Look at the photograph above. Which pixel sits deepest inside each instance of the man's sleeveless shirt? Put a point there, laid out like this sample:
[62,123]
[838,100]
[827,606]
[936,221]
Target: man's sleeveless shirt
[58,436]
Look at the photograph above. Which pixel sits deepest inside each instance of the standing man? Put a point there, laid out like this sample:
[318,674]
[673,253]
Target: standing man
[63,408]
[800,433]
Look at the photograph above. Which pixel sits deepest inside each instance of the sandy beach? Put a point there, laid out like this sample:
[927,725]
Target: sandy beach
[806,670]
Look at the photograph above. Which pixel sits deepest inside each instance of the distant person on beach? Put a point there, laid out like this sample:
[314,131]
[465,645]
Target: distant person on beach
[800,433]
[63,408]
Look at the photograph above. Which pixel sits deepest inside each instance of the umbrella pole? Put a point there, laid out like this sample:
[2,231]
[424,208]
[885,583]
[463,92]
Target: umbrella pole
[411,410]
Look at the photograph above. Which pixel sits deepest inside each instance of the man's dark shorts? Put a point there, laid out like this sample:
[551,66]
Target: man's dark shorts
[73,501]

- - -

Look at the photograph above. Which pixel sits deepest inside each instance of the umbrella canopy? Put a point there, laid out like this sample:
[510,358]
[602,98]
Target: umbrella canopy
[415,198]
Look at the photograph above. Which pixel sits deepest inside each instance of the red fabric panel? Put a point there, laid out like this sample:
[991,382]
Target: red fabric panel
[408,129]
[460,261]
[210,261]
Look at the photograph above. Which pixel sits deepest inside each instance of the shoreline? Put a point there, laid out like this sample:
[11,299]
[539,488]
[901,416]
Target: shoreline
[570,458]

- - -

> **THE TASK**: Using the listing, collect all lines in which the string "pixel" is found.

> **EXPECTED ANSWER**:
Look at the photograph above. Which pixel sits deepest inside each instance of the man's sleeveless shirt? Put a point there, laid out like this sample:
Look at the photograph above. Which pixel sits deepest inside each instance of the standing man? Put a point there, laid out like this sample:
Look at the photograph above. Which pixel sits deepest inside each instance of the sandy beach? Put a point there, laid out like this sample:
Look at the photograph above. Which pixel sits deepest inside each instance of the distant person on beach? Put a point there, laid out like this sample:
Look at the photograph above. Which pixel sits deepest inside each instance of the umbrella pole? Put a point there, laid out like this sample:
Look at the photograph above. Which pixel sits deepest inside each instance of the man's dark shorts? Put a point there, laid out like this sample:
Look at the photograph above. Which pixel sits deepest inside each instance of the umbrella canopy? Put a point there, laid out like this sample:
Look at the photograph above. Which pixel sits deepest inside each instance of the red fabric panel? Put a point there, laid out like this sample:
Look at the photograph above. Which pixel sits deepest inside each instance of the shoreline? Put a point there, laid out like this sample:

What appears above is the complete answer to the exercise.